* Selected excerpt *
------------------------------------------------------------
The absence of the MGU-H, ironically, is now partly responsible for a major weakness in Audi’s package.
Its starts are particularly terrible, presumably because it has the largest turbocharger size of any engine: and without the MGU-H, turbo lag on these 2026 engines is really bad, hence so many teams struggling with consistent launches. And Audi's are the worst on the grid.
Somewhat supporting the idea that Audi was not specifically part of the ‘50/50’ demand is that Binotto suggests it would not stand in the way of an adjustment to this ratio. So, clearly, it’s not a non-negotiable from Audi’s perspective.
However, it should also be said that Audi’s management has changed completely since it green-lit this F1 programme and was part of those initial talks half a decade ago.
The VW and Audi top management is entirely different and Binotto’s essentially the third different F1 boss the project’s already had.
So who knows what Audi really demanded or not – maybe what it needs has just changed along with the industry, or the people in charge.
Only treating the symptoms
Regardless of who was responsible for this ruleset taking this form, there have been chances to correct it.
The concerns about what the 50/50 split would actually produce on track began to surface from inside the process, not long after the core framework was agreed.
Christian Horner, then Red Bull team principal, was the most prominent and persistent voice of concern. In 2023 he warned that the regulations risked producing bizarre charging techniques and what he described as Frankenstein cars forced to paper over the cracks.
He argued adjusting the ratio between combustion and electrical power – not abandoning the formula, just tuning it even to 65/35 or 60/40 – would remove the need for much of the complexity that followed. But that ship had sailed.
Among the clearer signs that these problems were understood, and considered controllable, was the reduction of the charging limit across a lap from 9MJ to 8.5MJ.
This reflected the fact it was already known that the more the cars could harvest, the more extreme the tactics would be. And the FIA knew right from 2022 that the 50/50 engine split had challenges, and was adamant the worst problems had been mitigated.
To go through the process, insisting that the problems would be or had been sufficiently addressed, opting not to react to how the cars then ran on track in reality in testing, but at the same time reviewing everything after just three races and committing to making at least some changes anyway is hard to reconcile.
With what was known, surely the worst of the problems could have been headed off sooner. Perhaps this was genuinely believed to have been achieved – in that case, the rulemakers either underestimated the challenge or overestimated the work that had been done, be that due to naivety, hubris or something else.
------------------------------------------------------------
[Referring expression data]
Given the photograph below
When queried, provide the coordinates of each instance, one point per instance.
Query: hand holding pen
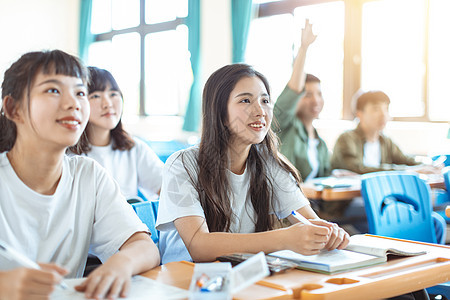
(29, 281)
(319, 235)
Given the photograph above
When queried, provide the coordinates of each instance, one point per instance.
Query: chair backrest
(398, 205)
(446, 162)
(147, 213)
(446, 174)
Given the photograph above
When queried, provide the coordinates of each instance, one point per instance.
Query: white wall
(28, 25)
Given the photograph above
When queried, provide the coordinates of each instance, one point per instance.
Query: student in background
(131, 162)
(366, 149)
(54, 208)
(219, 197)
(297, 107)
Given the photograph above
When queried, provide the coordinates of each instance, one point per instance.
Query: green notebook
(362, 251)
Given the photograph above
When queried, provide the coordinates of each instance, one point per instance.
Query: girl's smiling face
(57, 111)
(250, 111)
(106, 109)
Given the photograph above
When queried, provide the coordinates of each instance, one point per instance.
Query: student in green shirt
(366, 149)
(297, 107)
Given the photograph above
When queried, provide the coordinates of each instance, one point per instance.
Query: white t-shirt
(136, 168)
(372, 154)
(180, 199)
(313, 158)
(86, 210)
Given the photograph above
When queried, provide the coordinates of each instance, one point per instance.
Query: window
(398, 46)
(144, 44)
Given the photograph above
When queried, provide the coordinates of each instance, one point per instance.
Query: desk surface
(313, 191)
(397, 276)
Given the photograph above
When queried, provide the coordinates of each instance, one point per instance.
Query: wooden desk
(318, 192)
(396, 277)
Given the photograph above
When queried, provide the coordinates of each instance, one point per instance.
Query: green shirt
(348, 153)
(293, 135)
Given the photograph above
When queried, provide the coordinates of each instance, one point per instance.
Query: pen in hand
(301, 218)
(24, 261)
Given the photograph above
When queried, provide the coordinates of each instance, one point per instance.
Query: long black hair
(212, 182)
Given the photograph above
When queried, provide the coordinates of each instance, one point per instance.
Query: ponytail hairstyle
(213, 160)
(19, 78)
(121, 140)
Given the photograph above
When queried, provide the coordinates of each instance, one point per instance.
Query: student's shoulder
(3, 159)
(182, 159)
(190, 153)
(80, 164)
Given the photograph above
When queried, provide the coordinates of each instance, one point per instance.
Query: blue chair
(164, 149)
(398, 205)
(442, 197)
(147, 213)
(446, 162)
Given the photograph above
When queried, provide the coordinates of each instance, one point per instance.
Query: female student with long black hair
(54, 208)
(130, 161)
(220, 197)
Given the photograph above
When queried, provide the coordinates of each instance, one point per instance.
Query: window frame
(352, 49)
(142, 29)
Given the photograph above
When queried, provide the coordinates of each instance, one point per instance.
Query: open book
(362, 251)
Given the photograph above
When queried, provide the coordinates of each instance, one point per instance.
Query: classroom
(345, 102)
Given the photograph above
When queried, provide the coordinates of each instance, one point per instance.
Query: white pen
(21, 259)
(301, 218)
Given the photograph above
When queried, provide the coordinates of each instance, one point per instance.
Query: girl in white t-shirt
(54, 208)
(131, 162)
(219, 198)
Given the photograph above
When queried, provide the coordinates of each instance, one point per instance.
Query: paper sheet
(141, 288)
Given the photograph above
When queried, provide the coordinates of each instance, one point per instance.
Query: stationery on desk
(362, 251)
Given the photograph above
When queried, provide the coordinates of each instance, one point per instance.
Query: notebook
(141, 288)
(362, 251)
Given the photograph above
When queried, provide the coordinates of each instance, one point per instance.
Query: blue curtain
(86, 37)
(193, 110)
(241, 15)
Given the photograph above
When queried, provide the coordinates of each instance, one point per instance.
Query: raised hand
(308, 36)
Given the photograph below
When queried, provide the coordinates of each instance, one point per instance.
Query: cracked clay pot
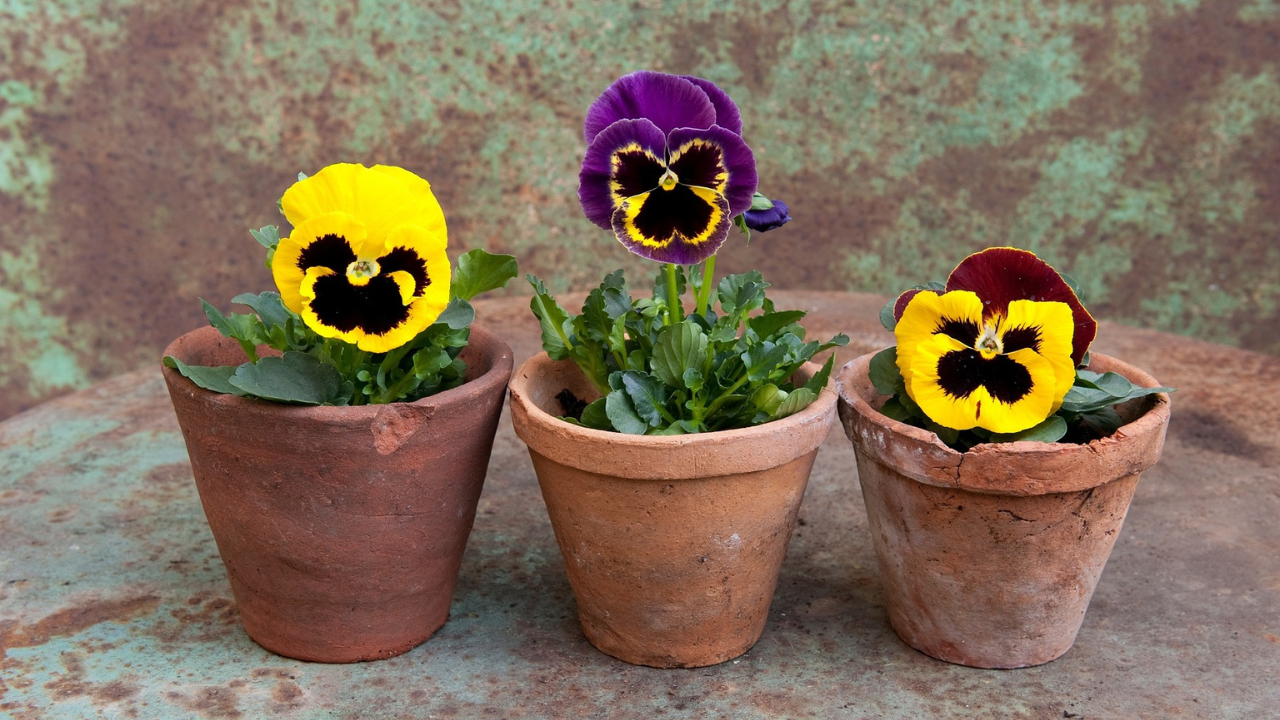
------------------------------------------------------------
* Exercise set *
a - Reproduce the F1 engine excerpt starting at "Its starts are" and ending at "project’s already had.".
b - Name every ratio between combustion and electrical power that appears in the F1 engine excerpt.
The listing is separate material, unrelated to the F1 engine excerpt.

* Your responses *
a -
Its starts are particularly terrible, presumably because it has the largest turbocharger size of any engine: and without the MGU-H, turbo lag on these 2026 engines is really bad, hence so many teams struggling with consistent launches. And Audi's are the worst on the grid.
Somewhat supporting the idea that Audi was not specifically part of the ‘50/50’ demand is that Binotto suggests it would not stand in the way of an adjustment to this ratio. So, clearly, it’s not a non-negotiable from Audi’s perspective.
However, it should also be said that Audi’s management has changed completely since it green-lit this F1 programme and was part of those initial talks half a decade ago.
The VW and Audi top management is entirely different and Binotto’s essentially the third different F1 boss the project’s already had.

b - 50/50, 65/35, 60/40